◆ PROBLEM DESCRIPTION
The records that follow are to be repeated exactly, with the pictures removed.
══════════════════════════════
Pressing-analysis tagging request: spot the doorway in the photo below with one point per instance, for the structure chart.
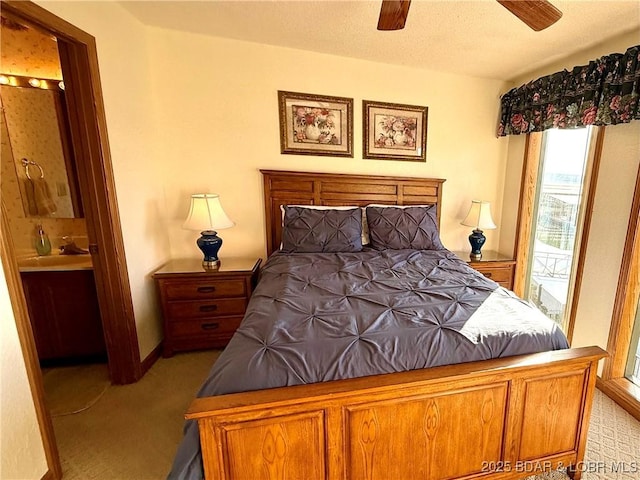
(78, 55)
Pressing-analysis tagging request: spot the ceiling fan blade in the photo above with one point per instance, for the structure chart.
(393, 14)
(538, 14)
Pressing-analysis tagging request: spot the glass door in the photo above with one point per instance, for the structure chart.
(633, 362)
(563, 175)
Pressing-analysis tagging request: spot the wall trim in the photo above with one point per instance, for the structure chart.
(150, 359)
(623, 392)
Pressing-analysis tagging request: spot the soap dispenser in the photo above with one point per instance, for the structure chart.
(43, 245)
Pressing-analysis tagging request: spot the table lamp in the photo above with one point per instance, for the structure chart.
(479, 217)
(207, 215)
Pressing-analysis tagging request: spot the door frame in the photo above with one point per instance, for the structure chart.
(79, 58)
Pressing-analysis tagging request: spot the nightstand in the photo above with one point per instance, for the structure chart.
(499, 268)
(202, 309)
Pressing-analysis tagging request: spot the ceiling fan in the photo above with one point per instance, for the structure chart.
(538, 14)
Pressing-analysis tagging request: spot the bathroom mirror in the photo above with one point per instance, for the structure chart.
(38, 170)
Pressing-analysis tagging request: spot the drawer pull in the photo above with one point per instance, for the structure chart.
(206, 289)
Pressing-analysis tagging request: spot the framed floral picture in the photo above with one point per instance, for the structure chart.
(315, 124)
(394, 132)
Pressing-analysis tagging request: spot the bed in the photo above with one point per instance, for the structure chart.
(341, 368)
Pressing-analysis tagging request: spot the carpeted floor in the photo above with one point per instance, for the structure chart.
(132, 431)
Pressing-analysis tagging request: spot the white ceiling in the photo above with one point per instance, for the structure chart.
(478, 38)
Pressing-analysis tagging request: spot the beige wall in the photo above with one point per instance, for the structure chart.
(219, 115)
(610, 219)
(618, 170)
(20, 442)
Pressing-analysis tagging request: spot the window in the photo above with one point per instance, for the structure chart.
(633, 361)
(559, 199)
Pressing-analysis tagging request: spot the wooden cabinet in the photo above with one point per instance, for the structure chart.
(65, 316)
(499, 268)
(202, 309)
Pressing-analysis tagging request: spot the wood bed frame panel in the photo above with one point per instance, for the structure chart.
(497, 419)
(303, 188)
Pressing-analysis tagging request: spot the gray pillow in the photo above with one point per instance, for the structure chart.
(308, 230)
(397, 228)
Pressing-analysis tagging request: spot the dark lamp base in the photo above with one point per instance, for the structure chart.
(476, 239)
(210, 244)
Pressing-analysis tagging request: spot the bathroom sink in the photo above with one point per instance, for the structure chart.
(55, 263)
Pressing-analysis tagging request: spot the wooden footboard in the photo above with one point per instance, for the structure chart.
(497, 419)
══════════════════════════════
◆ THE COMPLETED TASK
Pressing-analysis tagging request: spot the doorway in the photo below with one point per instance, for the structure chart.
(78, 55)
Pressing-analysis tagging request: spot the ceiling fan blade in the photo above with one point per instance, for the structure chart.
(393, 14)
(538, 14)
Pressing-analysis tagging request: spot the glass door in the photo above with one point per instance, for the structure chart.
(633, 362)
(563, 175)
Pressing-analysis tagging request: spot the wall trim in the photo above with one point per instance, for the structure chart.
(150, 359)
(623, 392)
Pressing-analysis tagging request: spot the soap dispenser in the photo above with one point per instance, for the structure chart.
(43, 245)
Pressing-analysis tagging request: spot the table lamp in the photo above with one point per instance, for the structure chart.
(479, 217)
(207, 215)
Pressing-analysis tagging request: spot the door frame in the photo above with one point per instance, for the structure chart.
(79, 58)
Pressing-analysis tagging request: spot the nightstand in the photo above with one point per instance, for the structure chart.
(499, 268)
(202, 309)
Pressing-analysis tagging request: spot the ceiling fan in the photo above with one point per instance, for the structure chart.
(538, 14)
Pressing-analysis tagging request: spot the bathroom mirror in the photo above with one point per instance, for the structure chart.
(38, 170)
Pressing-analysis tagging request: spot the drawer pull in the photo above with one point per instance, for the structure chart.
(206, 289)
Pressing-analysis tagging request: spot the framed floral picture in the photo above with one point per instance, for the structure chart.
(315, 124)
(394, 132)
Pressing-analysis tagging request: spot the bed in the photo above with one point per instance, for the structure chart.
(341, 368)
Pressing-analysis tagging request: spot the carpeted floor in the photo above with one point per instance, for the structure chart.
(132, 431)
Pressing-analysis tagging request: spot the white ceiling in the photo above with one point per instance, for the structure chart.
(478, 38)
Pressing-analysis tagging request: spot the beige wall in the photo above with one point per instance, for the structure chart.
(219, 115)
(610, 219)
(618, 170)
(20, 442)
Pressing-analysis tagging request: spot the window in the photo above with one point per instance, for the structure chart.
(633, 361)
(559, 199)
Pressing-analysis tagging request: spot the wooden cabinet in the photo above with one point per instance, for the structure chart.
(65, 316)
(499, 268)
(202, 309)
Pressing-analysis tagging request: spot the wood bed frame panel in the photo above with one point per instance, for the structure chart.
(497, 419)
(303, 188)
Pressing-analysis tagging request: spot the gray pillow in the photo above with one point per instance, for the structure chart.
(308, 230)
(397, 228)
Pressing-analysis tagging request: spot the dark lamp base in the photo above with one point per instance, for the structure chart.
(476, 239)
(210, 244)
Pressing-analysis tagging request: spot the bathroom sink in the photo above with one point per instance, for the structure chart.
(55, 263)
Pressing-analysis tagging request: spot the wooden footboard in the photo above with one point per instance, for the structure chart.
(497, 419)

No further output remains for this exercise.